* _Suas tarefas_:
[a] As afirmações (i), (ii) e (iii) concordam com o trecho sobre o suicídio? Responda sim ou não para cada uma e cite literalmente as palavras do trecho que decidem a resposta.
(i) Segundo a OMS (2012), a ausência de apoio social está entre os principais fatores associados ao suicídio.
(ii) O trecho defende que o suicídio tem uma única causa.
(iii) A percepção hegemônica do problema é estruturada por análises causalistas e individualistas.
[b] Pode repetir, sem nenhuma alteração, a parte do trecho sobre o suicídio entre "Por isso, é" e "e de gênero.", inclusive?

Estamos morrendo, estamos adoecendo, estamos em constante sofrimento psíquico, mas o que o saber científico tem feito diante desta realidade? Se a morte passa a ser a resolução para a exclusão do meio no qual nós nos encontramos, por que a sociedade não chora e luta a favor das nossas dores? De que forma estão nos notando? Aliás, estão nos notando? A sociedade está disposta a nos escutar? (Navasconi, 2019).
Na maioria das vezes, a pessoa que idealiza o suicida grita e clama pela atenção alheia numa tentativa de visibilidade, bem como de ajuda e socorro, mas, na maioria das vezes, o que recebe é o silêncio. E receber o silêncio faz com que a pessoa se afunde ainda mais na solidão e na sensação de estar imersa em um mundo sem saídas, fazendo com que internalize a ideia de que o problema está nela.
Por isso, é de suma importância perceber que essas vozes são vozes silenciadas pela sociedade, de modo que a pessoa está dentro de um grupo formalmente estabelecido, mas, simbolicamente, sem laços de pertencimento e escuta, e, assim, segue nas sombras da invisibilidade.
É fundamental que, enquanto categoria profissional, possamos entender que o fenômeno do suicídio vai além do que entendemos por setembro amarelo, bem como falar sobre o comportamento suicida também é falar sobre os processos históricos, sobre as desigualdades econômicas, sociais, raciais, territoriais, étnicas e de gênero.
É, ainda, entendê-lo na sua complexidade, ou seja, um fenômeno que se configura como uma questão humana e universal, entendendo que este humano possui, no mínimo, raça, classe e gênero. Ou seja, estamos defendendo que este é um processo no qual não há uma única causa, em que o ensejo não deve ser reduzido a um acontecimento específico. Afinal, como a literatura científica demarca, o fenômeno do suicídio exige uma análise da culminação dos fatores psicossociais e das experiências singulares do indivíduo. A complexidade do suicídio reside no modo como esses fatores se entrelaçam e, sobretudo, se potencializam.
A Organização Mundial da Saúde (OMS, 2012) afirma que os principais fatores associados ao suicídio são tentativas anteriores de tirar a própria vida, doenças mentais, principalmente, depressão e abuso/dependência de álcool e drogas, ausência de apoio social, histórico de suicídio na família, forte intenção suicida, eventos estressantes e características sociodemográficas, tais como pobreza, desemprego e baixo nível educacional.
No entanto, a percepção hegemônica é ainda estruturada por análises causalistas, deterministas, individualistas e psicopatologizantes deste problema social. Sendo assim, na tentativa de tornar visível uma realidade que existe, mas que se faz presente na invisibilidade, é que propomos esta coletânea na tentativa de demarcar e tear novos saberes, reflexões e percepções acerca de uma questão multifacetada, interseccional e de saúde pública.
Em outras palavras, a compreensão sobre os processos de colonialidade, epistemicídio, heteronormatividade e branquitude nos ajuda a pensar o fenômeno do suicídio de modo mais plural e interseccionalizado, bem como reconhecê-lo enquanto uma questão de fato multifacetada e composta por diferentes marcadores da diferença, além de atravessamentos culturais, econômicos, biológicos, psicológicos, etc.
Isso nos possibilita tear e produzir perguntas e mudanças geográficas da razão. Afinal, como estamos observando e compreendendo um fenômeno que se estrutura por tamanha complexidade? (Lima; Navasconi, 2022).

* _Extratos dos dados_:
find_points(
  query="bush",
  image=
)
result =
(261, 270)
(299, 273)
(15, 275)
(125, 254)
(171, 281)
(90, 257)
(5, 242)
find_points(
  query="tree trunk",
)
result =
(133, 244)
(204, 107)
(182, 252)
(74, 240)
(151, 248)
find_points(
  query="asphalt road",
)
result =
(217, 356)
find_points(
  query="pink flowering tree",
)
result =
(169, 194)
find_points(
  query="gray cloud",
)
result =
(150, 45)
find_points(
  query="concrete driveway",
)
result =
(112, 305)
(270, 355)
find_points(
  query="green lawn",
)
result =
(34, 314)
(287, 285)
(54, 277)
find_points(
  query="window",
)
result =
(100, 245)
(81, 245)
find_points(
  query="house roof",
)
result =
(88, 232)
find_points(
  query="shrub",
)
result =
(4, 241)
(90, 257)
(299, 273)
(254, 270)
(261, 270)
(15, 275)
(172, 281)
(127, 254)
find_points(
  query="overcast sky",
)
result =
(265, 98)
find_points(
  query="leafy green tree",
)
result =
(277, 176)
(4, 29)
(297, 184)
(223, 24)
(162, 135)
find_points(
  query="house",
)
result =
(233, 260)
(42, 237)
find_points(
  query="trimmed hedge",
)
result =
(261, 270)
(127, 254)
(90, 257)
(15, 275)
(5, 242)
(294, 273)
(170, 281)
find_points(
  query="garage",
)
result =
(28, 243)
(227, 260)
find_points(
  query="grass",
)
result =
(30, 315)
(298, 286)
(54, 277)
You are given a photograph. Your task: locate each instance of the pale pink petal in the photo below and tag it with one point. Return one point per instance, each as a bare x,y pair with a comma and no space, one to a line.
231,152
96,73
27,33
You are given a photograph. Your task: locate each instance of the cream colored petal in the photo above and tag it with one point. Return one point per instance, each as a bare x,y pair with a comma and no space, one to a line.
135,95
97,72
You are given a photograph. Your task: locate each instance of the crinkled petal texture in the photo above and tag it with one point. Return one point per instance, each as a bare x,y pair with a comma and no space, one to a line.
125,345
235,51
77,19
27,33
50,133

* _Respostas_:
[a]
(i) Sim: "ausência de apoio social"
(ii) Não: "não há uma única causa"
(iii) Sim: "a percepção hegemônica é ainda estruturada por análises causalistas, deterministas, individualistas e psicopatologizantes deste problema social"

[b]
Por isso, é de suma importância perceber que essas vozes são vozes silenciadas pela sociedade, de modo que a pessoa está dentro de um grupo formalmente estabelecido, mas, simbolicamente, sem laços de pertencimento e escuta, e, assim, segue nas sombras da invisibilidade.
É fundamental que, enquanto categoria profissional, possamos entender que o fenômeno do suicídio vai além do que entendemos por setembro amarelo, bem como falar sobre o comportamento suicida também é falar sobre os processos históricos, sobre as desigualdades econômicas, sociais, raciais, territoriais, étnicas e de gênero.